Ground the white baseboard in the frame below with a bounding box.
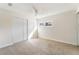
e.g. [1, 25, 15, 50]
[0, 42, 13, 48]
[39, 36, 77, 46]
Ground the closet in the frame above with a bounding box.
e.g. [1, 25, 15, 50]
[0, 9, 28, 48]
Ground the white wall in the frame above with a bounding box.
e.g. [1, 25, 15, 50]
[38, 10, 77, 45]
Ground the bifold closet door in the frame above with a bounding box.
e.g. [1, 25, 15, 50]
[77, 14, 79, 45]
[0, 12, 13, 48]
[12, 17, 28, 43]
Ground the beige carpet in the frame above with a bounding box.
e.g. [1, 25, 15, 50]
[0, 39, 79, 55]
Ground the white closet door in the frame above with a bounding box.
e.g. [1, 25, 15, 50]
[12, 17, 27, 43]
[0, 13, 13, 48]
[24, 19, 28, 40]
[77, 14, 79, 45]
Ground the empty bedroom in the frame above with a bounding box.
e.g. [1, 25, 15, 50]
[0, 3, 79, 55]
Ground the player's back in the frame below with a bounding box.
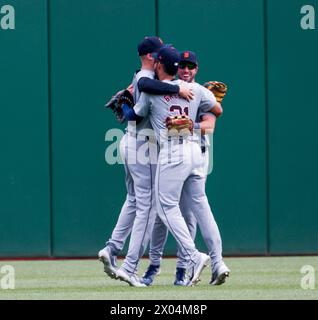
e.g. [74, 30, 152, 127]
[132, 69, 155, 102]
[148, 80, 207, 141]
[128, 69, 155, 134]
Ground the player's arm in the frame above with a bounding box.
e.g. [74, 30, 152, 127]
[126, 83, 134, 95]
[201, 85, 224, 117]
[195, 87, 217, 134]
[198, 88, 216, 114]
[138, 77, 193, 101]
[211, 102, 223, 118]
[121, 90, 149, 122]
[198, 86, 220, 121]
[194, 113, 216, 135]
[122, 104, 143, 122]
# # # # # # #
▸ **Goal of the exercise**: Could you give the number of lines in the data above that contain the string "white", with no other words?

▸ **Solution**: 3